Is this the end of US exceptionalism?

Jun 13, 2025

Marc Stacey, Senior Portfolio Manager for Investment Grade, discusses how investors who look at a global opportunity set can add value and reap potential rewards.

Key takeaways:

  • Political uncertainty, fiscal expansion and shifting trade rhetoric are prompting a reassessment of US risk.
  • Recent events have shown that the world’s largest economy cannot take market confidence for granted. This was underlined by Moody’s’ decision to downgrade the US sovereign credit rating.
  • US credit still represents a large and liquid market, but for many investors, it may no longer be the obvious starting point it once appeared and the scope to add value is expanding.


There’s an old saying in financial markets – “When Wall Street sneezes, the world catches a cold”. For decades, US markets have been the epicentre of global investing, setting the pace, direction and tone for risk appetite everywhere else. However, in 2025, that gravitational pull may be weakening.

Confidence in the US – economically, fiscally and politically – is starting to fray. Trade policy is increasingly erratic. The fiscal trajectory is unclear. Markets have already responded with volatility, and investors are questioning whether the US can still offer the clarity and stability that once set it apart.

The cracks are starting to show

Political uncertainty, fiscal expansion and shifting trade rhetoric are prompting a reassessment of US risk. After the so-called “Liberation Day” tariff announcements triggered a broad market correction, the US administration softened its stance, pausing implementation and entering negotiations with key trade partners. More recently, court challenges have thrown fresh uncertainty over whether the proposed measures can be implemented at all.

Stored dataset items
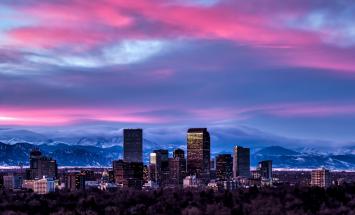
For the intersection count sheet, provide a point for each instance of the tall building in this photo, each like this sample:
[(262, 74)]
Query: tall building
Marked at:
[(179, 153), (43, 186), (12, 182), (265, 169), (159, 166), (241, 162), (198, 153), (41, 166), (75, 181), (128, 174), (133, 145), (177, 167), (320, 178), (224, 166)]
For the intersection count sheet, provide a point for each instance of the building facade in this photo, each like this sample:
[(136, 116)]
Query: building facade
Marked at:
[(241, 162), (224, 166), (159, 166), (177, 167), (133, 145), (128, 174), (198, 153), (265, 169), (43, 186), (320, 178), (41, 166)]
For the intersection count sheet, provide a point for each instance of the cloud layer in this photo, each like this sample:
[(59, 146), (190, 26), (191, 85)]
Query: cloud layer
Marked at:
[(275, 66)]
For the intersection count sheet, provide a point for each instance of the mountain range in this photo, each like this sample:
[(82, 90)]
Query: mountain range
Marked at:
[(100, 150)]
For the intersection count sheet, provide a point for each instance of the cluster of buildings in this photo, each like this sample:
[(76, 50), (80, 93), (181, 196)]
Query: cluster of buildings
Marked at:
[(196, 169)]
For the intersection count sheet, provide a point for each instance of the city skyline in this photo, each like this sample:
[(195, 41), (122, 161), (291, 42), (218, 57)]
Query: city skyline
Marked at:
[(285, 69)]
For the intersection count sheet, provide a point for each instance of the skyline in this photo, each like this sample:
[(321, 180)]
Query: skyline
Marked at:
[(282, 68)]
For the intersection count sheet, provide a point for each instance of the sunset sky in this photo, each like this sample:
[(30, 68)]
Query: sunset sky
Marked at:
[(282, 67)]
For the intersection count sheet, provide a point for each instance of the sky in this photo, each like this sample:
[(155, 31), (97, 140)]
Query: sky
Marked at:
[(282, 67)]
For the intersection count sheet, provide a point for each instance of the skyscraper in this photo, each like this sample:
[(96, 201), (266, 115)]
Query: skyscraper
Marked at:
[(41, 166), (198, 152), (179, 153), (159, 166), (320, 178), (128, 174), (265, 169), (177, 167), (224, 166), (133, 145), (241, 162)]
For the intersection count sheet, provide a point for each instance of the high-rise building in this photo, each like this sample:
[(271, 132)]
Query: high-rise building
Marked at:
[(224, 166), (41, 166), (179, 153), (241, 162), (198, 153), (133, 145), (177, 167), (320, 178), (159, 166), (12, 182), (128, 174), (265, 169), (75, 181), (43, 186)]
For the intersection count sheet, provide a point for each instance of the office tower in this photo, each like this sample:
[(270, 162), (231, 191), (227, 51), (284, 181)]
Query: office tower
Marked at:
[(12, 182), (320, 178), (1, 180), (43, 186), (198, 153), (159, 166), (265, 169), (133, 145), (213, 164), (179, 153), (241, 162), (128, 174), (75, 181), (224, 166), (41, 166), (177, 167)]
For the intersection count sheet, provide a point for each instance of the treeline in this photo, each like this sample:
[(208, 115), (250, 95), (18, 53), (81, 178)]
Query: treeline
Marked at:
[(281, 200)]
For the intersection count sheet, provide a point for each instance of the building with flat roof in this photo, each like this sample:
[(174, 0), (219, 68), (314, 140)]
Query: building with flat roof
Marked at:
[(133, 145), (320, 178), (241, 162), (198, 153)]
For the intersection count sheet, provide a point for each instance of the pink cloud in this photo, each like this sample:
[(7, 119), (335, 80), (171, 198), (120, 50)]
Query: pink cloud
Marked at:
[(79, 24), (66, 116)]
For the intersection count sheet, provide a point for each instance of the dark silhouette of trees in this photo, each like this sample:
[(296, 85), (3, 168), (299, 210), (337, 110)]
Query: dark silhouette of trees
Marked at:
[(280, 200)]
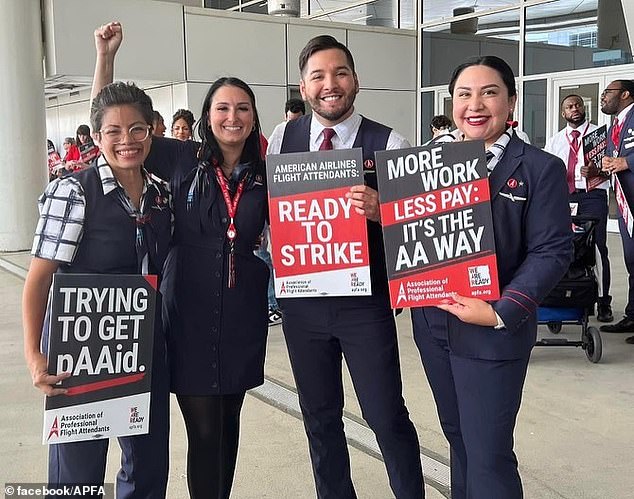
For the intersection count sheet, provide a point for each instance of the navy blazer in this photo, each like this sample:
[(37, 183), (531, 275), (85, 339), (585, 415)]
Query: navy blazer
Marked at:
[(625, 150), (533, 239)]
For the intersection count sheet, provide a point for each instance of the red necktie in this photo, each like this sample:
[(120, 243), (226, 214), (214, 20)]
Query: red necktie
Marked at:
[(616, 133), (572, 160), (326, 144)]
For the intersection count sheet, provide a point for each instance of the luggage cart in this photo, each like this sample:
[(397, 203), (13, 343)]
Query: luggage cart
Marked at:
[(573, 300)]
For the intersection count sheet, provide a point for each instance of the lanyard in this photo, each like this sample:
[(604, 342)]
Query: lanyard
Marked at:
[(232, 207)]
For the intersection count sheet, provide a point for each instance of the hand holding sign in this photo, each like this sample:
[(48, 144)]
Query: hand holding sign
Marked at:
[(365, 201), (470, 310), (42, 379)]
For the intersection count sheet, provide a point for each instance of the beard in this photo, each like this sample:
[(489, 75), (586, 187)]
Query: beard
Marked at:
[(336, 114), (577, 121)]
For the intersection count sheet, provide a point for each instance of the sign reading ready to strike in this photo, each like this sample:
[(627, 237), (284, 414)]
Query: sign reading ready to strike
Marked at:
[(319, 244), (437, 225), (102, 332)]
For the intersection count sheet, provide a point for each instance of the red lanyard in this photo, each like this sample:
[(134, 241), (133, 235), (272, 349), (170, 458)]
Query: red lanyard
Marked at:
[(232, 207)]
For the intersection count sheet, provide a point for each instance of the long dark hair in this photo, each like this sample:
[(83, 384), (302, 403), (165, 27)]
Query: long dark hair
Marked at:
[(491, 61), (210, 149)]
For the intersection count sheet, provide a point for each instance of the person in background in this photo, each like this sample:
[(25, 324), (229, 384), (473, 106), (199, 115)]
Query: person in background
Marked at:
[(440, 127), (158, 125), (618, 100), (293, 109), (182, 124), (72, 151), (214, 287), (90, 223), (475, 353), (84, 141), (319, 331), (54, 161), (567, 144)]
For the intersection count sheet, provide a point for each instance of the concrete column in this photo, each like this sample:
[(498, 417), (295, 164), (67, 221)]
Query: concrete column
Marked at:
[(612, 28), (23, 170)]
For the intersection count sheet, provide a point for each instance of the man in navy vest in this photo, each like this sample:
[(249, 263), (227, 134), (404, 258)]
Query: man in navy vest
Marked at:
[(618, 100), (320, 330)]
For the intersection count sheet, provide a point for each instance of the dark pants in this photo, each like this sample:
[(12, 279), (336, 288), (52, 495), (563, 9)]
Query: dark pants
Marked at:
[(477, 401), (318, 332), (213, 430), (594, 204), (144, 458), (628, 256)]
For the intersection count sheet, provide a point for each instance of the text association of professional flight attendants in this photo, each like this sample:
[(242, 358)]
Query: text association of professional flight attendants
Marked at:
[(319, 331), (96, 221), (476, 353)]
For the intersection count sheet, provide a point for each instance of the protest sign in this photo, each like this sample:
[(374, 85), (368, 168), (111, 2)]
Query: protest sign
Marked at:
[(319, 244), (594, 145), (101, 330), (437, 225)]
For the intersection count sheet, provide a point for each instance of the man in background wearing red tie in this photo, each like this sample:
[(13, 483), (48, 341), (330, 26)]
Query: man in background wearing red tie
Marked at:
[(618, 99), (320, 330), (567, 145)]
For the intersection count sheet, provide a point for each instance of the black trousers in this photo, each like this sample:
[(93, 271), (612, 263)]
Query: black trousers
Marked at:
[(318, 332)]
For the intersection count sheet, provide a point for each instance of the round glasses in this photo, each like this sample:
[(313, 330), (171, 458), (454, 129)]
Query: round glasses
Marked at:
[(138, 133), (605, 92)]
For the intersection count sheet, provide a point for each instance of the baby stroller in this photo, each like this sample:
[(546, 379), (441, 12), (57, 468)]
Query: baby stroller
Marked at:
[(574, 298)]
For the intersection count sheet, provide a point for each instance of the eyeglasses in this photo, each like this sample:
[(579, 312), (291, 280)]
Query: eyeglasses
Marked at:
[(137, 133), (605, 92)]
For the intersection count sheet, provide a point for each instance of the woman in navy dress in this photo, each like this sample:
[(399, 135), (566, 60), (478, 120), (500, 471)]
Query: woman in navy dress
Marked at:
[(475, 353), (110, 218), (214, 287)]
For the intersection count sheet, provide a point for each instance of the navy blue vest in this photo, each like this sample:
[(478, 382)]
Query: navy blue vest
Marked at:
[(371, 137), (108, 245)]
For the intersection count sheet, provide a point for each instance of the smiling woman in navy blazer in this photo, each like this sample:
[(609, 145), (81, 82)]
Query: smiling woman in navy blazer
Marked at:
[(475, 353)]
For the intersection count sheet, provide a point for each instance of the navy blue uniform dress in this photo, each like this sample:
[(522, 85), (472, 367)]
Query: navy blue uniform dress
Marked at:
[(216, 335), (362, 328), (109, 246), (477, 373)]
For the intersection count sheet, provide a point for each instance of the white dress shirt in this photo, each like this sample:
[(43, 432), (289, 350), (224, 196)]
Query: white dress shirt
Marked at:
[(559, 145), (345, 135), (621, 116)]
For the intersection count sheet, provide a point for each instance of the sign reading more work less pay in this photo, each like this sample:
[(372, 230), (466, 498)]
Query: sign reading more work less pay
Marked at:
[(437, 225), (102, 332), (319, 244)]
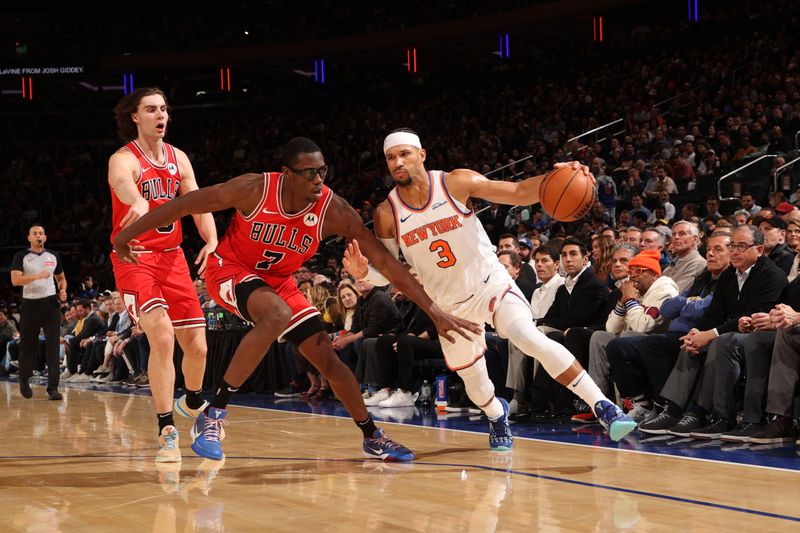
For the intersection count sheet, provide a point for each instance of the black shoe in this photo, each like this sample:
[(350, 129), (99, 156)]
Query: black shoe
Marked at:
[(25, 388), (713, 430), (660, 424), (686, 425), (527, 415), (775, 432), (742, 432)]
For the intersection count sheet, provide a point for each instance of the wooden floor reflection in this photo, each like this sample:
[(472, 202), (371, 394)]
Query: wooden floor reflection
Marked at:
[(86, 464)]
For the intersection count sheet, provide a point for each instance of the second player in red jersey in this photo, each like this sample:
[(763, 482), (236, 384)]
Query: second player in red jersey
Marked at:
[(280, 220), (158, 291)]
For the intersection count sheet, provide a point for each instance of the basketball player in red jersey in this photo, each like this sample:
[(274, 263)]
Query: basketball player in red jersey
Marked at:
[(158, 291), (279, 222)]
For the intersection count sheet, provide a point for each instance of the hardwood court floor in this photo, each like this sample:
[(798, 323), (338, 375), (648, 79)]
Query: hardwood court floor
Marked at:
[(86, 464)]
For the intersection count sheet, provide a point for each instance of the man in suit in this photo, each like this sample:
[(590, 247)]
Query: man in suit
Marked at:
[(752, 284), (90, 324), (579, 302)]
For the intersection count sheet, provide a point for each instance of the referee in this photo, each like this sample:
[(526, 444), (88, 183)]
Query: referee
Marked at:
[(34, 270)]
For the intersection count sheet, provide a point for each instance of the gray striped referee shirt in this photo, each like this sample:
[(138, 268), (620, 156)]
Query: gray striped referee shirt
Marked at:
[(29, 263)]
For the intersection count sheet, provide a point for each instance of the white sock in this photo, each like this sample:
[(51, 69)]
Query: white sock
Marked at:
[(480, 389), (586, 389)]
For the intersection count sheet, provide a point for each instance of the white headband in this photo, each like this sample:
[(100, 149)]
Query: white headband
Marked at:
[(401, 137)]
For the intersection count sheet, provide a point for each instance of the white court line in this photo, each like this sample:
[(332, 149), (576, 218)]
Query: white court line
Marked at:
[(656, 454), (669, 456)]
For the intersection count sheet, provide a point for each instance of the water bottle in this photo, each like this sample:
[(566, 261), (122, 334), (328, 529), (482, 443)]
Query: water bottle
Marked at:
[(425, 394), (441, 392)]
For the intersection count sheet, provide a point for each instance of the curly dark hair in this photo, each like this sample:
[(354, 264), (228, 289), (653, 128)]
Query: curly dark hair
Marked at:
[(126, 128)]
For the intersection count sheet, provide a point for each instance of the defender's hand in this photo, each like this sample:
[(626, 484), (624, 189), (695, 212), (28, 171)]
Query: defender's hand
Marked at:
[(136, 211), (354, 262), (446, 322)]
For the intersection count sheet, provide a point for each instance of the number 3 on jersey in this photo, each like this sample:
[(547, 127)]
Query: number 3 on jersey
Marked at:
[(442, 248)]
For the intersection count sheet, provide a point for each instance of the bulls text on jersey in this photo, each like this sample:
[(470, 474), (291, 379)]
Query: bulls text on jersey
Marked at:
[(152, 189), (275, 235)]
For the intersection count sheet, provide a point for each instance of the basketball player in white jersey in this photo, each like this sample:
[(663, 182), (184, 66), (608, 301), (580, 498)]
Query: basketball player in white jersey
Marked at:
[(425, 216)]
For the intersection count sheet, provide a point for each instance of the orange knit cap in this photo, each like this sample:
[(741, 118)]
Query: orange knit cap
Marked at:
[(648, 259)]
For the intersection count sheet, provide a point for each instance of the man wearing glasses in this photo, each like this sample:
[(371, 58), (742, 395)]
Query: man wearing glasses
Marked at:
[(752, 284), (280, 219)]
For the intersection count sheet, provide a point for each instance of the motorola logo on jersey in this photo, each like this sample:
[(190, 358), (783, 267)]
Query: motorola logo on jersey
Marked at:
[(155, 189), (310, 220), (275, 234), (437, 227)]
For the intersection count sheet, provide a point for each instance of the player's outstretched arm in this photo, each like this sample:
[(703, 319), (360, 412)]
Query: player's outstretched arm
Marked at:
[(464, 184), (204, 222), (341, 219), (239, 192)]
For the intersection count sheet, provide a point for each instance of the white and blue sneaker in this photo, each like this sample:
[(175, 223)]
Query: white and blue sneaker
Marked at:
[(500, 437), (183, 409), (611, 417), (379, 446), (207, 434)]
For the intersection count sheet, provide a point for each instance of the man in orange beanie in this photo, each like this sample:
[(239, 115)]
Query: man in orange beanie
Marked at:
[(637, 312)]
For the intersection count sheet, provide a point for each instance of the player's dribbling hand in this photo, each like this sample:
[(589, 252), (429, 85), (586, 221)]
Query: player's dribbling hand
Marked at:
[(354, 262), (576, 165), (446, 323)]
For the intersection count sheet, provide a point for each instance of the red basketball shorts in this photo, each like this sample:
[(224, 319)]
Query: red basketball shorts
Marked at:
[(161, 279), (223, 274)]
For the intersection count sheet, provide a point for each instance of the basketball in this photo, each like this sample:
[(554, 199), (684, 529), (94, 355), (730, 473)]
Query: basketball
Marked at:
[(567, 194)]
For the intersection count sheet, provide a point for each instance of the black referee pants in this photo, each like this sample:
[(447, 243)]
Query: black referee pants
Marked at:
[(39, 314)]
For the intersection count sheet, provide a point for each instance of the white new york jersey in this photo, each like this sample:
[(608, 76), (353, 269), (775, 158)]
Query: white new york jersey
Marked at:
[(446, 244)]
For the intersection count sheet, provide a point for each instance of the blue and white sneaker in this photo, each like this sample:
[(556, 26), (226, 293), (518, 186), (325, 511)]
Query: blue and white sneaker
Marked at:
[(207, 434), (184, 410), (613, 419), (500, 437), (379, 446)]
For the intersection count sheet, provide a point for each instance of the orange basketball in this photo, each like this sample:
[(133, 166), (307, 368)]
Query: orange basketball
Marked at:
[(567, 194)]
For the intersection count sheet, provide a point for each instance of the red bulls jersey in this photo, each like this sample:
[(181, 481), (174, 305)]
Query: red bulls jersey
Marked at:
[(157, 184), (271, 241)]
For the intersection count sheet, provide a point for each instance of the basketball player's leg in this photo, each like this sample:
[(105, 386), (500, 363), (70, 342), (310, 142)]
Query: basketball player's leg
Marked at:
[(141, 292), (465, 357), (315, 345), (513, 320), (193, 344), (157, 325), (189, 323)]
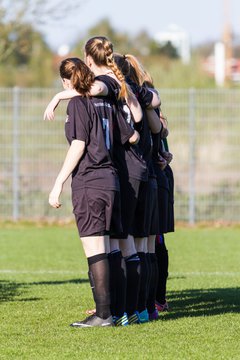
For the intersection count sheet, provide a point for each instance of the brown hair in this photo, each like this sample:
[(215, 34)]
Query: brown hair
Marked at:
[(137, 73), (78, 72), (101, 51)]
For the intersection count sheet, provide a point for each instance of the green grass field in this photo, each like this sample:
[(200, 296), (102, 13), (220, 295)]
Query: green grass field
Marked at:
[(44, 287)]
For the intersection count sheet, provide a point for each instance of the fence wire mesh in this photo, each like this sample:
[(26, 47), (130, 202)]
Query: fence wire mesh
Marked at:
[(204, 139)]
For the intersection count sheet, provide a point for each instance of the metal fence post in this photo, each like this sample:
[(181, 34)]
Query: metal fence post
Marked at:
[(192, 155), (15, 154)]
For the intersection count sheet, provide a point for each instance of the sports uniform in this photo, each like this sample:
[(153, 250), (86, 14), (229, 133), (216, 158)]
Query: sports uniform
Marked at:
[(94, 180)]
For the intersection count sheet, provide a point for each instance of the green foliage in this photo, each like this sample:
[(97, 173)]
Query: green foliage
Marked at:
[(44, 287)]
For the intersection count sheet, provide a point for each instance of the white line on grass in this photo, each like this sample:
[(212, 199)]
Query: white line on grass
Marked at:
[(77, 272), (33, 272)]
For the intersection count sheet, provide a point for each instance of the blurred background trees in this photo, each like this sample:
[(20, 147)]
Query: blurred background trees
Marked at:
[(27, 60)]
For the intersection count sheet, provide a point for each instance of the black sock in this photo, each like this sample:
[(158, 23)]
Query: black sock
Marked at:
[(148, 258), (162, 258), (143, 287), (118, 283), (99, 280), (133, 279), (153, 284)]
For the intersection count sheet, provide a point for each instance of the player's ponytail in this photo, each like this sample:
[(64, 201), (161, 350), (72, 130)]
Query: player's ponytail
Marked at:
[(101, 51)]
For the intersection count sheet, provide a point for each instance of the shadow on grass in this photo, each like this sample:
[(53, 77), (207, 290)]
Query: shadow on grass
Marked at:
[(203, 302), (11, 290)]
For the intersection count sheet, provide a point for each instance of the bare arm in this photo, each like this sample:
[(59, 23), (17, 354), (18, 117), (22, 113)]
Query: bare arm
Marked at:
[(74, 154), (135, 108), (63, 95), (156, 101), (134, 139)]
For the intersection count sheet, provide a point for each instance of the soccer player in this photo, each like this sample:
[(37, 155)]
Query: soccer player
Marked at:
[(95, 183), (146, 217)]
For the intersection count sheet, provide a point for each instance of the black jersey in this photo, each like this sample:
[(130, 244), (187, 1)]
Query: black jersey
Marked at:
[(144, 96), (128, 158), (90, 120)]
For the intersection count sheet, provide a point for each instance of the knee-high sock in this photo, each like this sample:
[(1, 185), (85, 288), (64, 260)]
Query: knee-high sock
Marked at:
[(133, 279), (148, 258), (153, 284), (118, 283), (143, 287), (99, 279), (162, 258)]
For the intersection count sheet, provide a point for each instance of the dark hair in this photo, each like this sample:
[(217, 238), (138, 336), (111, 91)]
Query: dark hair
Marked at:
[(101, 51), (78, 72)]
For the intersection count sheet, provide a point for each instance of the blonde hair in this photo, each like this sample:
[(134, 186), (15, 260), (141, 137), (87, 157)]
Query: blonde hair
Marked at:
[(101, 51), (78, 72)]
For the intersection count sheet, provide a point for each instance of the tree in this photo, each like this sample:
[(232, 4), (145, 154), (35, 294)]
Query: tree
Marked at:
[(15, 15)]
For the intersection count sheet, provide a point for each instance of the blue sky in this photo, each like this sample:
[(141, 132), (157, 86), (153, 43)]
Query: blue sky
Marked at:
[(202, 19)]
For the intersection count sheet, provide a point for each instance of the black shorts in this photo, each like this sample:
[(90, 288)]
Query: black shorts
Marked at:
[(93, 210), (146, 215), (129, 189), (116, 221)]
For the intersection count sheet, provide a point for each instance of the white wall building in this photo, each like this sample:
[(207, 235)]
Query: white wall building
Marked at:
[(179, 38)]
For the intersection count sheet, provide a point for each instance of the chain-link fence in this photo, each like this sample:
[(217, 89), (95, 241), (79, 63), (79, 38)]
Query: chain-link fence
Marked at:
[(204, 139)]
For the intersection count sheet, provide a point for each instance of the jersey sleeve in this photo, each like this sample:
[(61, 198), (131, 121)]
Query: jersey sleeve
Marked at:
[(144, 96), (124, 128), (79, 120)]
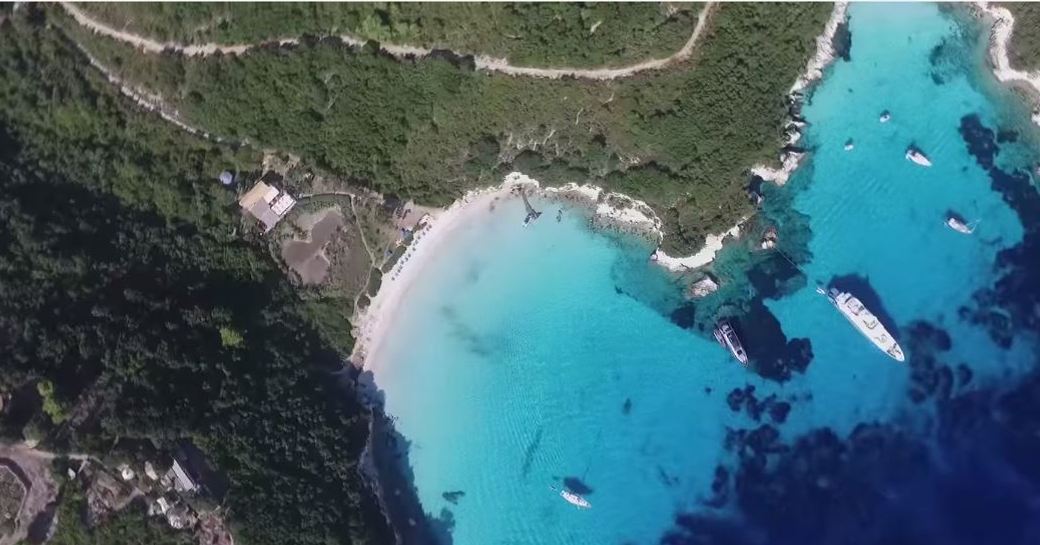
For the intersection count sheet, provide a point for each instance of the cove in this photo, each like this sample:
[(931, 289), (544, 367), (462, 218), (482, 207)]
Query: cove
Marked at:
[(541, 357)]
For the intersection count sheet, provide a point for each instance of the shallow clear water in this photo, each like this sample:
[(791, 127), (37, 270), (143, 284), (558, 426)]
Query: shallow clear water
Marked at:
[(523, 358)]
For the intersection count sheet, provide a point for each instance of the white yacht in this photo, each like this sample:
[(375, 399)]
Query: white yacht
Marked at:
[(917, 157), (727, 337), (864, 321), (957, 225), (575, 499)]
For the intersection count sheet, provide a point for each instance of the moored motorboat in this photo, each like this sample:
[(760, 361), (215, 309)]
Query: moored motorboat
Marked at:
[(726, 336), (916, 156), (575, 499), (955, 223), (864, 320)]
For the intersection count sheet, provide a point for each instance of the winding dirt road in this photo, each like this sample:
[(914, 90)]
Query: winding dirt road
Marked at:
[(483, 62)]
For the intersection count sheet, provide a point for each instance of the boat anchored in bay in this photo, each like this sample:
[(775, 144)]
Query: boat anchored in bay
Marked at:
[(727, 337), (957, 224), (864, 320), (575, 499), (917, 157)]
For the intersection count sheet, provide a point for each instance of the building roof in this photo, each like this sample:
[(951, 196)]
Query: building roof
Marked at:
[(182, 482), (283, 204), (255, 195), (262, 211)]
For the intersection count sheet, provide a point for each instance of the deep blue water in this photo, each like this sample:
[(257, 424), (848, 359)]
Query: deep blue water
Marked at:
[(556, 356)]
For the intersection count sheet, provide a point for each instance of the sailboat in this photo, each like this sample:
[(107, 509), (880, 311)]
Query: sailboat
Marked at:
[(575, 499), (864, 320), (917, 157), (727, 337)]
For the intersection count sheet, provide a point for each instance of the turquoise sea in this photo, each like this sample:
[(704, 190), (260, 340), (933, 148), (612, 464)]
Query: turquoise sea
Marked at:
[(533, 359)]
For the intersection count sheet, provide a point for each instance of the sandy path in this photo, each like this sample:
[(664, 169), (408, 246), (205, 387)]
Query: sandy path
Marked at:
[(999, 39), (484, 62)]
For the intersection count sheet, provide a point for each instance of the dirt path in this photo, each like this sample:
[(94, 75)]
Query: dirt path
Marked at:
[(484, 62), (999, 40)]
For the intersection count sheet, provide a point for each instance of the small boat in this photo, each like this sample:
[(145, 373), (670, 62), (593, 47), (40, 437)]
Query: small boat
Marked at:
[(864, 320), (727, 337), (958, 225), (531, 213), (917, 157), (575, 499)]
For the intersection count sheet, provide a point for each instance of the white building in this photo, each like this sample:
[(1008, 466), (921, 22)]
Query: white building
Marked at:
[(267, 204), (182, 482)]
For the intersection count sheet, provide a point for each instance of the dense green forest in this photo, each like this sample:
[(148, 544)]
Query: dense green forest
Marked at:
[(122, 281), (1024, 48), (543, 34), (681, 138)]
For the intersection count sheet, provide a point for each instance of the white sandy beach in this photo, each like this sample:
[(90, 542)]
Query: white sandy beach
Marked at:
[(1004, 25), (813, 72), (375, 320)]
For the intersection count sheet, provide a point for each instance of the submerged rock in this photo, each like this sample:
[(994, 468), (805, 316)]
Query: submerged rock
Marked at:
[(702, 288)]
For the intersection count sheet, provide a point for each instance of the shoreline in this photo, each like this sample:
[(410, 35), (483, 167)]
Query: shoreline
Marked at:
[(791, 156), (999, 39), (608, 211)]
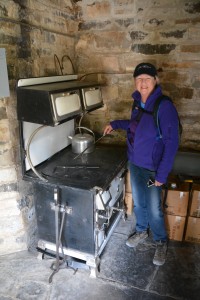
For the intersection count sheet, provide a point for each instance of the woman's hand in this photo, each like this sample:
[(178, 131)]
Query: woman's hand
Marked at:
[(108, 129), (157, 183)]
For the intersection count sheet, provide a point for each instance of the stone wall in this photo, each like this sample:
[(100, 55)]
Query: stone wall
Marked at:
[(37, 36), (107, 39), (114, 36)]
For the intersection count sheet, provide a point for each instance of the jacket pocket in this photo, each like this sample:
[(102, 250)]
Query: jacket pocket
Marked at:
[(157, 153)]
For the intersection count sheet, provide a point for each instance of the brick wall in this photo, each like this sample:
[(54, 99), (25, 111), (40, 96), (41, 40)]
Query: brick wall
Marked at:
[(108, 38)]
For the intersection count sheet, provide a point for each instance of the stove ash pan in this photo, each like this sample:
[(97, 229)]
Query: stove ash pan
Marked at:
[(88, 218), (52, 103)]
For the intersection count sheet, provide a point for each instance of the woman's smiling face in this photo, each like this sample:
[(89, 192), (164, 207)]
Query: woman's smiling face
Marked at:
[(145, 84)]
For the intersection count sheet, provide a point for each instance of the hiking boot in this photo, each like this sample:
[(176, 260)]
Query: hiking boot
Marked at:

__Work instructions__:
**1.** In the article on US exceptionalism, which agency's decision to downgrade the US sovereign credit rating is mentioned?
**2.** Identify every line of the records that contains the word "association" and copy each of those lines.

__Written responses__:
**1.** Moody's

**2.**
For the intersection count sheet, provide a point for each instance of the text association of professional flight attendants in this photo, each like this sample:
Query: text association of professional flight attendants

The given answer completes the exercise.